## AIM OF THE EXERCISE
Reproduce the following records word for word, omitting the pictures from your answer.

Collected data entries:

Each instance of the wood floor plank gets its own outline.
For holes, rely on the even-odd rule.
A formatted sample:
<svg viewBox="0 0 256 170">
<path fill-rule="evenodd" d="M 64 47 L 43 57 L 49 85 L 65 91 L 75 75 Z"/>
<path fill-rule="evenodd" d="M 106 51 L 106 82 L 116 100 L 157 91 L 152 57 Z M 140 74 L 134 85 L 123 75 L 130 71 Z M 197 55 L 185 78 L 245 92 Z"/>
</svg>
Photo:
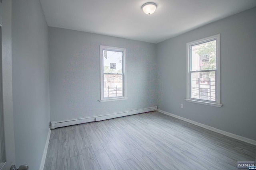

## RESULT
Each instance of the wood floor plank gets its own outline.
For holes, rely on the even-odd rule.
A formatted sample:
<svg viewBox="0 0 256 170">
<path fill-rule="evenodd" d="M 64 47 L 43 57 L 49 85 L 65 91 L 75 75 Z"/>
<path fill-rule="evenodd" d="M 106 51 L 106 82 L 116 100 L 157 91 L 152 57 Z M 140 74 L 134 85 L 123 75 L 130 71 Z M 197 55 L 185 78 L 245 92 Z"/>
</svg>
Photo:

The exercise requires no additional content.